Photo labels with bounding boxes
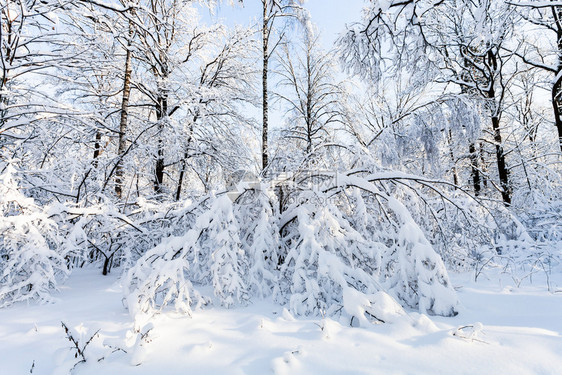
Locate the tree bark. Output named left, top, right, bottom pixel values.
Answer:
left=115, top=21, right=134, bottom=199
left=261, top=0, right=270, bottom=170
left=154, top=94, right=168, bottom=193
left=468, top=142, right=481, bottom=196
left=551, top=6, right=562, bottom=151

**Stated exercise:**
Rewrite the entries with "tree bark" changed to "tree trunk" and every other part left as it is. Leave the pictures out of your answer.

**Output for this task:**
Locate the tree trunk. Output named left, top, right, bottom pixel values.
Answer:
left=115, top=21, right=134, bottom=199
left=261, top=0, right=270, bottom=170
left=154, top=94, right=168, bottom=193
left=468, top=142, right=481, bottom=196
left=551, top=6, right=562, bottom=151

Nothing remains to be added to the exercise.